[WHAT TO WORK ON] Transcribe exactly the lines that fall between the one holding "column 583, row 311" and the one holding "column 161, row 13", inclusive, from the entries below.
RECORDS FOR THIS EXERCISE Start Marker
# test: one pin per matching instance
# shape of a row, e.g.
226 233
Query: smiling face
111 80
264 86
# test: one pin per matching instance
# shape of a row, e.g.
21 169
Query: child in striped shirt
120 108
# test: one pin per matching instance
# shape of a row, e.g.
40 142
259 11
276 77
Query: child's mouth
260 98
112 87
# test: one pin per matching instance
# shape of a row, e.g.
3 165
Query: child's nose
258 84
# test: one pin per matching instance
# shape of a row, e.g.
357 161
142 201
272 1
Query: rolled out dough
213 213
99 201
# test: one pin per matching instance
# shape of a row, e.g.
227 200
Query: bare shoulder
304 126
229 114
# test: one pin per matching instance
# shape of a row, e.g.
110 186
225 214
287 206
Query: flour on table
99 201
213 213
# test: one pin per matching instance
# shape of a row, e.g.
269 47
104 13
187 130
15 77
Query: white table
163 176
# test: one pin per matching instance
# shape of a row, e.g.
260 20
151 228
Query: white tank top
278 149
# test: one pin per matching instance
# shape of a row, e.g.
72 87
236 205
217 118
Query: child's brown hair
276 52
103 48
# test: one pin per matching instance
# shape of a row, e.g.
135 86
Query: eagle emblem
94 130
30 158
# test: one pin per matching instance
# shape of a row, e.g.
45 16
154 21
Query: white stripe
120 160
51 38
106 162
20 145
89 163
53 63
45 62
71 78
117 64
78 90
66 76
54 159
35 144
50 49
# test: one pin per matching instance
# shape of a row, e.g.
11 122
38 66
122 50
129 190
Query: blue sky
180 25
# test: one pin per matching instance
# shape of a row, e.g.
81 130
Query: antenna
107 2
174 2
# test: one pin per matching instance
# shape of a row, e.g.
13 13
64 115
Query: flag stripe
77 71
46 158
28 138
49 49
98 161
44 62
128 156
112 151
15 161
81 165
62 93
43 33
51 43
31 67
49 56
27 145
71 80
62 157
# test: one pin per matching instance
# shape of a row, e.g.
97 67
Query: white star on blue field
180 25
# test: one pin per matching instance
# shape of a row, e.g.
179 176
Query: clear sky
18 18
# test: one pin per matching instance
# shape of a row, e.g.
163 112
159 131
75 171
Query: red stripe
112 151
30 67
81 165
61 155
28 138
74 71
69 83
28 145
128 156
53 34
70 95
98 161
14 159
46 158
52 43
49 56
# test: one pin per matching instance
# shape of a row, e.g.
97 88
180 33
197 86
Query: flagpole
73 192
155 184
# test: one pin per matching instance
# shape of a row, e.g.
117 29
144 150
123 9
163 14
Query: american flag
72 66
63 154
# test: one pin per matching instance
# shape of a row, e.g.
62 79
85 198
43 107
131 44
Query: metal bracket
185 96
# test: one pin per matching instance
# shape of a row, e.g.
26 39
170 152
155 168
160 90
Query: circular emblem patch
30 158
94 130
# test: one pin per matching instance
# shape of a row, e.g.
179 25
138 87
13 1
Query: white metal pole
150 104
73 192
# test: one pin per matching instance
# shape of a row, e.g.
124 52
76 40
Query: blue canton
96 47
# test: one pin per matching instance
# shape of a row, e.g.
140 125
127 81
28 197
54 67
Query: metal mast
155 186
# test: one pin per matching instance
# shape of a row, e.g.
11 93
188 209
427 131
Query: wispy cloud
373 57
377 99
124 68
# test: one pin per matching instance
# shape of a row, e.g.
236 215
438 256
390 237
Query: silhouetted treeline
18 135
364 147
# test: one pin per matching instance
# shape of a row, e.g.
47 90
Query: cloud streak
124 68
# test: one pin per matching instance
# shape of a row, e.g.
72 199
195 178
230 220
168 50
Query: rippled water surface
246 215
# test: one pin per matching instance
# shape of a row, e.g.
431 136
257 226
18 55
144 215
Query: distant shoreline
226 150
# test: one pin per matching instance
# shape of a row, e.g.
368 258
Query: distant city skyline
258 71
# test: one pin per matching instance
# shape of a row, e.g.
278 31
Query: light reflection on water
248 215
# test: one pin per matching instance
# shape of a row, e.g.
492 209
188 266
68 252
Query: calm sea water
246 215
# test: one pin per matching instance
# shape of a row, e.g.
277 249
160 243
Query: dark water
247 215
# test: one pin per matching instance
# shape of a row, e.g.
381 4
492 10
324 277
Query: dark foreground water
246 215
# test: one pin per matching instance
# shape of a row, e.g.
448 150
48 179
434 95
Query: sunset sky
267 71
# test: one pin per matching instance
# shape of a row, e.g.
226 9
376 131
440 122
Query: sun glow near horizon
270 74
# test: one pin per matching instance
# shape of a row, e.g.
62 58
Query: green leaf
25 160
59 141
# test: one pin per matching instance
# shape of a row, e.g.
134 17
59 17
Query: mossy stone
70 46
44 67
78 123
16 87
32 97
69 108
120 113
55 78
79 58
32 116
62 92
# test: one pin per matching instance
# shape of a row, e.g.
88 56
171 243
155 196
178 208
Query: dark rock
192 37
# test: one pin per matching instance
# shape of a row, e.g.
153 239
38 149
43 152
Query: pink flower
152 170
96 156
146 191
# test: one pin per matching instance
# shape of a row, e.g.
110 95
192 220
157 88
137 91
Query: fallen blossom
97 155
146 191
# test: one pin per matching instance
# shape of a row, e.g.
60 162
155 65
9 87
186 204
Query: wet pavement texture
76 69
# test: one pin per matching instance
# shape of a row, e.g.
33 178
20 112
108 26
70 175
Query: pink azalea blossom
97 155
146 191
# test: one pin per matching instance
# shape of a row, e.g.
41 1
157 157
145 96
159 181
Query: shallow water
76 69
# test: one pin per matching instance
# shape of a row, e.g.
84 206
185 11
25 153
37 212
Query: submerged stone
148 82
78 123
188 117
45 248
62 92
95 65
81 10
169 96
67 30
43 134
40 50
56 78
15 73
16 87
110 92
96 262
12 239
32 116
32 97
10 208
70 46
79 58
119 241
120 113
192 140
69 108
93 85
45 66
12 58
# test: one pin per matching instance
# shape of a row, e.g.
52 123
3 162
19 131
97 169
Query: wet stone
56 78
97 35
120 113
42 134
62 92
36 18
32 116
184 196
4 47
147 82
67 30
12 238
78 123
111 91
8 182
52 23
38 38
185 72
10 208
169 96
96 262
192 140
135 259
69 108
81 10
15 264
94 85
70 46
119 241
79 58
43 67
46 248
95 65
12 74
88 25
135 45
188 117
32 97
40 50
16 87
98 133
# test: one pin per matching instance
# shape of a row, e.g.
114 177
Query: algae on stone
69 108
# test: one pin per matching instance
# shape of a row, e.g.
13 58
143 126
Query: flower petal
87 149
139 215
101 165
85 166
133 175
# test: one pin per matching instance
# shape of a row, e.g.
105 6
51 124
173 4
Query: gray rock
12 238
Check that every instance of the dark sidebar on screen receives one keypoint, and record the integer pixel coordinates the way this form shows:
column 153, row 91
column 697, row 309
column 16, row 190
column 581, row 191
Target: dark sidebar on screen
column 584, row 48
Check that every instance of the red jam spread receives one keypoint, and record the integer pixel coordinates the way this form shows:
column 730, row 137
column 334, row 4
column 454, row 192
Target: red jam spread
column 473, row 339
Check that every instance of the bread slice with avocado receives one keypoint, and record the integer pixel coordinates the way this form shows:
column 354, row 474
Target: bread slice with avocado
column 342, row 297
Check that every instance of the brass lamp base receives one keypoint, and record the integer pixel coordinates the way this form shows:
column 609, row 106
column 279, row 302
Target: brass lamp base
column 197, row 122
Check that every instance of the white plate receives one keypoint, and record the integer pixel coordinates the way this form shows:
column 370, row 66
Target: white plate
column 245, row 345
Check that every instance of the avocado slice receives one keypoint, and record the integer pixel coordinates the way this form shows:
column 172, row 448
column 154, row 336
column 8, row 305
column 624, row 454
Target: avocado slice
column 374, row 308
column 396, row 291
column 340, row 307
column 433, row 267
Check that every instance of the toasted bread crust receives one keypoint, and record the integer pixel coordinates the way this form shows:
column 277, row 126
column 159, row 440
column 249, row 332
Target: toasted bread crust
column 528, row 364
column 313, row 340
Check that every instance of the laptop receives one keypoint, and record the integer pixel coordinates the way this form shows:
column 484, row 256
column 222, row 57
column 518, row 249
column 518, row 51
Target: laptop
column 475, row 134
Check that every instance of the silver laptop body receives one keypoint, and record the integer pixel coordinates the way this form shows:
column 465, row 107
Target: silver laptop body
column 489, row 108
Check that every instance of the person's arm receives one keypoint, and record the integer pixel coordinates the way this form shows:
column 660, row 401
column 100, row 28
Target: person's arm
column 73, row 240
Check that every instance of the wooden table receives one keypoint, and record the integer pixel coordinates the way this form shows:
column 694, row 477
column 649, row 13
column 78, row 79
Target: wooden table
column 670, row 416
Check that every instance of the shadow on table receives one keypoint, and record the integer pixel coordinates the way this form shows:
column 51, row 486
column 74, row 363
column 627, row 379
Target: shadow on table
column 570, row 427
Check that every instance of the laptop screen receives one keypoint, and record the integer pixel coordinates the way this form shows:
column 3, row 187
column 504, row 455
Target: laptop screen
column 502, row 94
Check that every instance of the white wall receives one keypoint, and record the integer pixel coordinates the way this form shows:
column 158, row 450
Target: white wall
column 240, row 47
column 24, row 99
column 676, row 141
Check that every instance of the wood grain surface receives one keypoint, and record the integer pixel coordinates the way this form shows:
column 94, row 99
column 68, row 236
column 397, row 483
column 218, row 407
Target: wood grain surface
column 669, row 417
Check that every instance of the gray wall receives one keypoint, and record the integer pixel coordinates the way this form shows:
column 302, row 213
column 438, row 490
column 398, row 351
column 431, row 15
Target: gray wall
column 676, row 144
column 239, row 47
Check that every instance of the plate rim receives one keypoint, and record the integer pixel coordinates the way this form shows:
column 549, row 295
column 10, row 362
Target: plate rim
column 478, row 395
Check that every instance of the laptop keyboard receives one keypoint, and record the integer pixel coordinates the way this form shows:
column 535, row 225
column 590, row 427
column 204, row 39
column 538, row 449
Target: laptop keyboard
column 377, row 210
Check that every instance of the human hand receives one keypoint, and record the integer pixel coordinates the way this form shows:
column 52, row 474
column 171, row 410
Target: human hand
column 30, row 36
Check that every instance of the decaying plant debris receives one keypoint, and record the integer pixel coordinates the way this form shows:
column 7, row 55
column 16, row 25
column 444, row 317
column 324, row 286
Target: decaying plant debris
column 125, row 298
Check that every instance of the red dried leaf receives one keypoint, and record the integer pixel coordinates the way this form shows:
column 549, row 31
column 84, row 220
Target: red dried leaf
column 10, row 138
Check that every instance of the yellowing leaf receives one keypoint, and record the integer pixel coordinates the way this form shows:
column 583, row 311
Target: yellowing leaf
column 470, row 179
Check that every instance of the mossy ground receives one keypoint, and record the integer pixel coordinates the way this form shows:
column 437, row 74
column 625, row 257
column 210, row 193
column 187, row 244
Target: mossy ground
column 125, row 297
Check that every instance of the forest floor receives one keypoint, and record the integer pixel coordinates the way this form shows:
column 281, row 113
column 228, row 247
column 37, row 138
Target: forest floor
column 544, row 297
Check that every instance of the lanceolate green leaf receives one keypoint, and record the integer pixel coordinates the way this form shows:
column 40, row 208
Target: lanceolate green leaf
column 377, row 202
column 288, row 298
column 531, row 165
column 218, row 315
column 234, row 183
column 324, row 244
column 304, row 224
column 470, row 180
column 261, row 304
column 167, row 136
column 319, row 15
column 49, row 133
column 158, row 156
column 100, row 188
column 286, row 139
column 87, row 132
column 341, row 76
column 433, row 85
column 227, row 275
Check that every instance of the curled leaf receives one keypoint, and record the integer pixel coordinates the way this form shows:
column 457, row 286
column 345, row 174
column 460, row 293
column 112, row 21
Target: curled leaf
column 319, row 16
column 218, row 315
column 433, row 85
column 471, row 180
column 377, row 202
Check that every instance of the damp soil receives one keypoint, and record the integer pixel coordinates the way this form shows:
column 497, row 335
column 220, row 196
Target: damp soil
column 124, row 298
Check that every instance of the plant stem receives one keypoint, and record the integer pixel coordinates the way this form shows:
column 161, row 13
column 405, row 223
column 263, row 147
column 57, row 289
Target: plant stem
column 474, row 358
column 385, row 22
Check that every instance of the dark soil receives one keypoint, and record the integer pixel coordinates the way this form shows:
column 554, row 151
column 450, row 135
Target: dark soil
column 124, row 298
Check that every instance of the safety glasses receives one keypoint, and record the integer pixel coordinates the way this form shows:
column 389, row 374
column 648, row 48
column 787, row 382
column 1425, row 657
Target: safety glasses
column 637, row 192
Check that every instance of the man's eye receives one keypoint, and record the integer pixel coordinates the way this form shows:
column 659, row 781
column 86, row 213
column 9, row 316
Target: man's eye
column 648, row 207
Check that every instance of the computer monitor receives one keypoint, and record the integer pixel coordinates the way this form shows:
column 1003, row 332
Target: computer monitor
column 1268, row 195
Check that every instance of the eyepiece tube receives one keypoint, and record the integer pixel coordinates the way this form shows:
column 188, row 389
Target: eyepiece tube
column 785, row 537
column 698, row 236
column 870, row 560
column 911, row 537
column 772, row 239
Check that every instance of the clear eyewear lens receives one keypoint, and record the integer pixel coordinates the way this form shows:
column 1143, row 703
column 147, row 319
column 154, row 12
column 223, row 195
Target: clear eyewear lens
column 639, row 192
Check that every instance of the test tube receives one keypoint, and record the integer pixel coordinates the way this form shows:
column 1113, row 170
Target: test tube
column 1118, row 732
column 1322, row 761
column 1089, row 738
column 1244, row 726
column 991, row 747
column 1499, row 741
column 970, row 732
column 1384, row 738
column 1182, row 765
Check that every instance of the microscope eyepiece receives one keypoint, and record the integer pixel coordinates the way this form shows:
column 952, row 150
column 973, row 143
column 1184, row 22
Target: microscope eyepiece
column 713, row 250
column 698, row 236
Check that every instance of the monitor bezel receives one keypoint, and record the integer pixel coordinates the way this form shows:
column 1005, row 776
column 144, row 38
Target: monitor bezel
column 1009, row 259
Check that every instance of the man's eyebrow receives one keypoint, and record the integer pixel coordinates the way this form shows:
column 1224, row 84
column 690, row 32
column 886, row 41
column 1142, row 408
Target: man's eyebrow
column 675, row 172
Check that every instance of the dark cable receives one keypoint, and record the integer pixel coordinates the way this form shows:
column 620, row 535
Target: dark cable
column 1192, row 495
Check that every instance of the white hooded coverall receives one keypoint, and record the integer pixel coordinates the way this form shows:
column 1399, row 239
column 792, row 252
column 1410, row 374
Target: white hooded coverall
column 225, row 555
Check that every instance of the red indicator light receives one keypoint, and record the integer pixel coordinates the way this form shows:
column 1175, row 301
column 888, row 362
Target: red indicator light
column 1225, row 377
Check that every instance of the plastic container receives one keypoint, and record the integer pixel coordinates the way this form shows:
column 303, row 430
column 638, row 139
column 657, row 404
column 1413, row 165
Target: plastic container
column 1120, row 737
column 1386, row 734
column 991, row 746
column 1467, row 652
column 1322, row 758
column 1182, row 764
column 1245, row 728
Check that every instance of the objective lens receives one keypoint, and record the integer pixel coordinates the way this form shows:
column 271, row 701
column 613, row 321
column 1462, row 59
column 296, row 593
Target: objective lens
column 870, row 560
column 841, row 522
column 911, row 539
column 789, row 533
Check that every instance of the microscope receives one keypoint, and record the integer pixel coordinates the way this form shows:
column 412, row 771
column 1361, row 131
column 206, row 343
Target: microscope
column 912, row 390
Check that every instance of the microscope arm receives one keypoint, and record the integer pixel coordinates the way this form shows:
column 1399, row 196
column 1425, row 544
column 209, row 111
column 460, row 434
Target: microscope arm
RECORDS FOR THIS EXERCISE End Marker
[ANSWER BOX]
column 583, row 311
Target: yellowing leaf
column 470, row 179
Check that every instance of the mossy ground receives one keypoint, and record the integer pixel coordinates the way this form shows:
column 437, row 74
column 625, row 257
column 210, row 193
column 187, row 244
Target: mossy ground
column 125, row 297
Check that every instance of the forest floor receives one keypoint, and record the integer pixel coordinates the way this form shows:
column 281, row 113
column 228, row 247
column 37, row 138
Target: forest floor
column 544, row 297
Check that every instance of the lanceolate green leaf receives one keypoint, and record the integer pixel coordinates the way this form shows:
column 40, row 208
Target: lanceolate green leaf
column 377, row 202
column 288, row 298
column 531, row 165
column 218, row 315
column 234, row 183
column 324, row 244
column 304, row 224
column 470, row 180
column 261, row 304
column 167, row 136
column 319, row 15
column 49, row 133
column 158, row 156
column 100, row 188
column 286, row 139
column 87, row 132
column 341, row 76
column 433, row 85
column 227, row 275
Check that every instance of the curled leaf receives one keypoint, and record the integer pixel coordinates the way this form shows:
column 457, row 286
column 345, row 174
column 460, row 293
column 112, row 21
Target: curled leaf
column 319, row 16
column 218, row 315
column 433, row 85
column 471, row 180
column 377, row 202
Check that every instance of the damp soil receives one keypoint, and record the integer pixel coordinates the way this form shows:
column 497, row 335
column 220, row 196
Target: damp soil
column 124, row 298
Check that every instance of the plant stem receives one keypoint, and record the integer pixel coordinates the way this form shows:
column 161, row 13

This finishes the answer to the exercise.